Experts who spoke with Bloomberg Law and the New York Times said the government has broad powers to handle a public health crisis.

Lawsuits are unlikely to be successful unless they are challenging “a truly egregious practice,” according to James Hodge, law professor at Arizona State University, who spoke with Bloomberg Law.

“The idea that you’re going to walk into court and object vehemently and successfully against known, proven public health social distancing measures that are being employed currently is not a winner,” he said.

State and local officials who declare emergencies have even broader powers than the federal government, according to Elizabeth Goitein, a director of the liberty and national security program at the Brennan Center for Justice at New York University’s law school.

“The federal government has more money, but state and local officials have police powers, essentially their authority to maintain public health and safety,” Goitein told the New York Times.

Goitein says those powers can include the authority to impose curfews and quarantines, limit public gatherings, ban people and traffic from the street, ration or impose price controls on goods, and suspend alcohol consumption.

A relevant law at the federal level is Section 361 of the Public Health Service Act, according to Politico, the National Conference of State Legislatures and the Centers for Disease Control and Prevention.

The law allows the federal government to quarantine individuals suspected of certain communicable diseases if they arrive in the United States by air, land or sea.

The authority for carrying out those functions has been delegated to the CDC, according to the its website.

Federal regulations state that the CDC may detain and examine people arriving in the country and even traveling between states if they are suspected of having enumerated communicable diseases.

President Donald Trump indicated Wednesday that he may invoke another federal law to stop asylum-seekers and those entering the country illegally from Mexico, USA Today reports. The relevant law is 42 U.S. Code 265, which gives the U.S. surgeon general the power to ban people from countries “to avert such danger.”

Lawrence Gostin, a law professor at Georgetown University, wrote the State Emergency Health Powers Act, a model law that many states have adopted in whole or in part, according to the Chicago Tribune.

“There’s no question that if you’ve been exposed to the virus, but not showing currently symptoms, that there could be a quarantine order and that it could be enforced by law,” Gostin told NPR.

────────────────────

◆ Exercise instructions
In the text on government powers during a public health crisis, who wrote the State Emergency Health Powers Act?

────────────────────

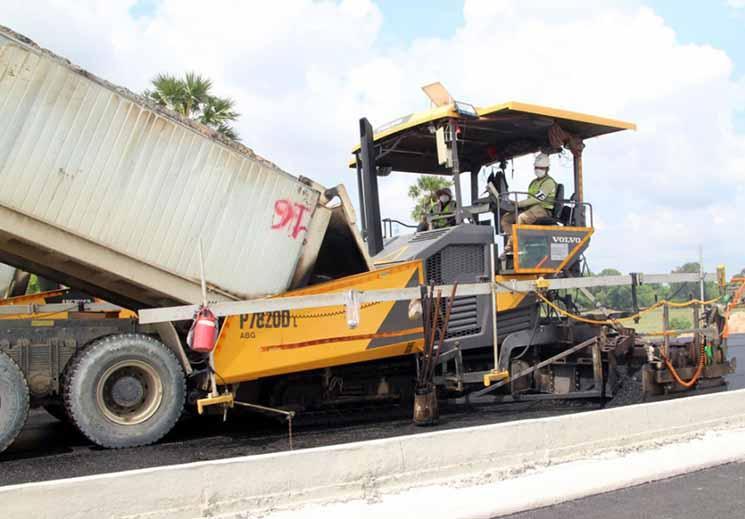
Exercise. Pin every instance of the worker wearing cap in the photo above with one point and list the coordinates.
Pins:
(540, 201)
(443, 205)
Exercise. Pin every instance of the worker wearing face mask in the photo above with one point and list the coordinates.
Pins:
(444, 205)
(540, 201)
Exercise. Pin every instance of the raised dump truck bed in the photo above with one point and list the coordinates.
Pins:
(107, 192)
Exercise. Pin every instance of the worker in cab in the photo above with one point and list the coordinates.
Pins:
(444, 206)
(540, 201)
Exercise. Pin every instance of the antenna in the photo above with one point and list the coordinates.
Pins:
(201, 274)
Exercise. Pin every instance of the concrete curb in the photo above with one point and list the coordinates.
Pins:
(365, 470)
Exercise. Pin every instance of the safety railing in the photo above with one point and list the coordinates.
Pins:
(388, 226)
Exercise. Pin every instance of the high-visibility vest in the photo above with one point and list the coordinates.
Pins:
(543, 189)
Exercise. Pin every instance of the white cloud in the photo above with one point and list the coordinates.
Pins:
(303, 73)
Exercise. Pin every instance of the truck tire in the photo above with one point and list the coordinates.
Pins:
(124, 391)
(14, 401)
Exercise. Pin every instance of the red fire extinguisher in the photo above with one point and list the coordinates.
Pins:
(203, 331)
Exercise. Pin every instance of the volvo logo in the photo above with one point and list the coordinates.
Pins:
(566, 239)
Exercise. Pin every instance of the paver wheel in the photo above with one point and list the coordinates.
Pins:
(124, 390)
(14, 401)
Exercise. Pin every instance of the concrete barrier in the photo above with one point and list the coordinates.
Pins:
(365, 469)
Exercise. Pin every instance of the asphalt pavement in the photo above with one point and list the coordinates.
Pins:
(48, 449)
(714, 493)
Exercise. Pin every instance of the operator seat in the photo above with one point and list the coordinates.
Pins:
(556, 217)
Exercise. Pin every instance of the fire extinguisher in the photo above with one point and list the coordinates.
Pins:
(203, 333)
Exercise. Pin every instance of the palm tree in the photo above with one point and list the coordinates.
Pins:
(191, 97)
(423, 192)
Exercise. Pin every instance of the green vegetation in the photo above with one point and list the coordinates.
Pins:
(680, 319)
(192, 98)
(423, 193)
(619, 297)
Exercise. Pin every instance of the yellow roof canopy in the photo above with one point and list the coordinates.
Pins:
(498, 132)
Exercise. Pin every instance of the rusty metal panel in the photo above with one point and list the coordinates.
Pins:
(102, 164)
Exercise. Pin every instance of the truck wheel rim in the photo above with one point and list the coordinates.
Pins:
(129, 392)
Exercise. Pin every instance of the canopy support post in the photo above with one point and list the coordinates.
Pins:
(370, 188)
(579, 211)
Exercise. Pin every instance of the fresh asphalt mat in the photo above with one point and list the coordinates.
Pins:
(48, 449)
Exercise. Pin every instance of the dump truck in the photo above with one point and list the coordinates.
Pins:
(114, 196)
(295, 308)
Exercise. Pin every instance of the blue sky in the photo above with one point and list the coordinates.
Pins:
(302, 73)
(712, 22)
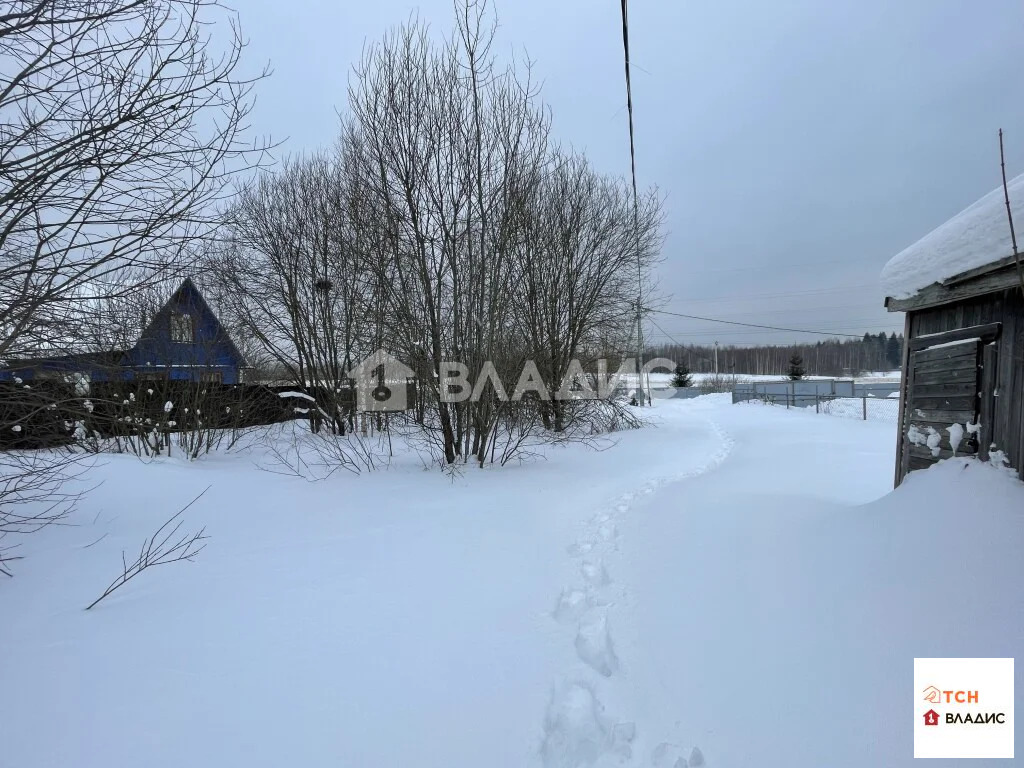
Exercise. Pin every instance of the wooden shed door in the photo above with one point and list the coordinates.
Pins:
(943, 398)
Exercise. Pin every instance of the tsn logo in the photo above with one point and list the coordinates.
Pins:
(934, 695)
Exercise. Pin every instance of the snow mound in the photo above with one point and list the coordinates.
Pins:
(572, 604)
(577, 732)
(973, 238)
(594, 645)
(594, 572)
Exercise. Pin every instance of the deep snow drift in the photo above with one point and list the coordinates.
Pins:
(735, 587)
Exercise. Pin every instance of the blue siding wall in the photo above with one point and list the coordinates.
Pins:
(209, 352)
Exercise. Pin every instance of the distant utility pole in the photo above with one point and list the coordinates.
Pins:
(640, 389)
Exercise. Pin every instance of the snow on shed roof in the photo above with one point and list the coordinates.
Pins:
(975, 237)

────────────────────

◆ Response box
Lawrence Gostin, a law professor at Georgetown University.